Start of Records shown

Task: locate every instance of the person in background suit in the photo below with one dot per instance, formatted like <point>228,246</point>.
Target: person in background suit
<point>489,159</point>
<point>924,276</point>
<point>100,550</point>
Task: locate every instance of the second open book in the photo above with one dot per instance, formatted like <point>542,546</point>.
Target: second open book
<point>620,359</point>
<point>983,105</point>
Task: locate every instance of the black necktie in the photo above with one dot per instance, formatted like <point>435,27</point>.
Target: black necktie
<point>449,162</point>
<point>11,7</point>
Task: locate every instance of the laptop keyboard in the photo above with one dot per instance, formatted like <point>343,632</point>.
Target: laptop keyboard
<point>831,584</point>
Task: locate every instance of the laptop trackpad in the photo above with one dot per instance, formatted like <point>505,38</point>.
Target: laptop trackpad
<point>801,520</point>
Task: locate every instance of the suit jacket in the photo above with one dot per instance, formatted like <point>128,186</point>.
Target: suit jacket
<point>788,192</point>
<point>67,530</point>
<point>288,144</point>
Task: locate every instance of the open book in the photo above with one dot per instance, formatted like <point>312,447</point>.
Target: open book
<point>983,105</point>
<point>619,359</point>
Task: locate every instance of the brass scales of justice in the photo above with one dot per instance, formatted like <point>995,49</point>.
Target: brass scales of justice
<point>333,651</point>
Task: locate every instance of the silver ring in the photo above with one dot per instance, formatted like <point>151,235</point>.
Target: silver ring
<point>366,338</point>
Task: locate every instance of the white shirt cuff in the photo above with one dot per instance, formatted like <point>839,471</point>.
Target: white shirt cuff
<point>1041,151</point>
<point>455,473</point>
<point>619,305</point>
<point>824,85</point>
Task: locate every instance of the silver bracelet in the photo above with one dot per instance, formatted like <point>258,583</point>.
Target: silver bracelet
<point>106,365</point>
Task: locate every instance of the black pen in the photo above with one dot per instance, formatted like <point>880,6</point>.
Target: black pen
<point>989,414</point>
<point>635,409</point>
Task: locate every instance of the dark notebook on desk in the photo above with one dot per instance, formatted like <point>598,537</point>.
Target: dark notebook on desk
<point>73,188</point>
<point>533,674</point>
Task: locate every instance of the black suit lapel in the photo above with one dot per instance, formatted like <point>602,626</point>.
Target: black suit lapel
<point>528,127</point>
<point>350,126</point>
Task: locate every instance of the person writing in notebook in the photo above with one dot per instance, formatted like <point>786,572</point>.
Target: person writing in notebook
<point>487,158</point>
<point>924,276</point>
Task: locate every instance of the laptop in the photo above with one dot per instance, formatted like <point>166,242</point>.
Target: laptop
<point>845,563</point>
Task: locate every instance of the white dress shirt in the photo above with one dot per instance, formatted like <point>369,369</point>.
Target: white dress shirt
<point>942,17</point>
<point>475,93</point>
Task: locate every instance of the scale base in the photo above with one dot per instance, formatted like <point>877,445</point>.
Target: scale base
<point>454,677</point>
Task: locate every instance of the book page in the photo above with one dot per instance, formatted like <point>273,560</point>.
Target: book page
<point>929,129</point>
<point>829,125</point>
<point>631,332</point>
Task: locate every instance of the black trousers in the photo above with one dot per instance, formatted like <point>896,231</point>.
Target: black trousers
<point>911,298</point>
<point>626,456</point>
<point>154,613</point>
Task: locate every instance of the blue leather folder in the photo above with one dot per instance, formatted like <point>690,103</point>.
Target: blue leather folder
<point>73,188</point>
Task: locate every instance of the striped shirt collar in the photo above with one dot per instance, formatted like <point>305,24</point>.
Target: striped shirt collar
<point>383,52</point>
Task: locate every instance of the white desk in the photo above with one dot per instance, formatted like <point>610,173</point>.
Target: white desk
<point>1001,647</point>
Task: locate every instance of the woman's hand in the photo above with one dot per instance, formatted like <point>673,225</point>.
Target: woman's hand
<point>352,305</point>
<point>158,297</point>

End of Records shown

● **Exercise**: From the start of the data to the line that holds "Task: locate every instance of the white shirt", retype each line exactly, with both ends included.

● **Written solution**:
Task: locate every instance of the person in background suit in the photo below with one dot per instance, formatted like <point>228,246</point>.
Target: person in background suit
<point>489,159</point>
<point>924,276</point>
<point>100,550</point>
Task: locate every instance of the second open book in the photo above with one dot per instance, formatted like <point>542,546</point>.
Target: second open book
<point>620,359</point>
<point>983,105</point>
Task: locate every instance of the black necktie in the photo above with one dot per instance, formatted like <point>435,27</point>.
Target: black necktie
<point>449,162</point>
<point>11,7</point>
Task: locate every instance of the laptop keyboard in the photo above with one dot per instance, formatted like <point>343,632</point>.
Target: laptop keyboard
<point>831,584</point>
Task: locate every instance of the laptop trackpad in the photo above with one dot per instance, formatted like <point>505,38</point>.
Target: laptop trackpad
<point>801,520</point>
Task: locate every instance of the suit jacket in the photo above with one dot per instance, formatted like <point>128,186</point>.
Target: suit jacket
<point>788,192</point>
<point>67,530</point>
<point>288,144</point>
Task: locate every instance of the open book in the photo above with one dot per instance, formatted like <point>312,447</point>.
Target: open book
<point>983,105</point>
<point>619,359</point>
Task: locate every instance of the brass scales of justice in the photo above with one dot per instance, formatted like <point>995,49</point>.
Target: brass scales of justice
<point>333,651</point>
Task: locate every instance of the silver ring in the photo above with one dot per instance, formatted like <point>151,235</point>.
Target: silver ring
<point>366,338</point>
Task: locate every instance of the white shirt cuff in the photo above with one dot per instance, formatted like <point>839,471</point>.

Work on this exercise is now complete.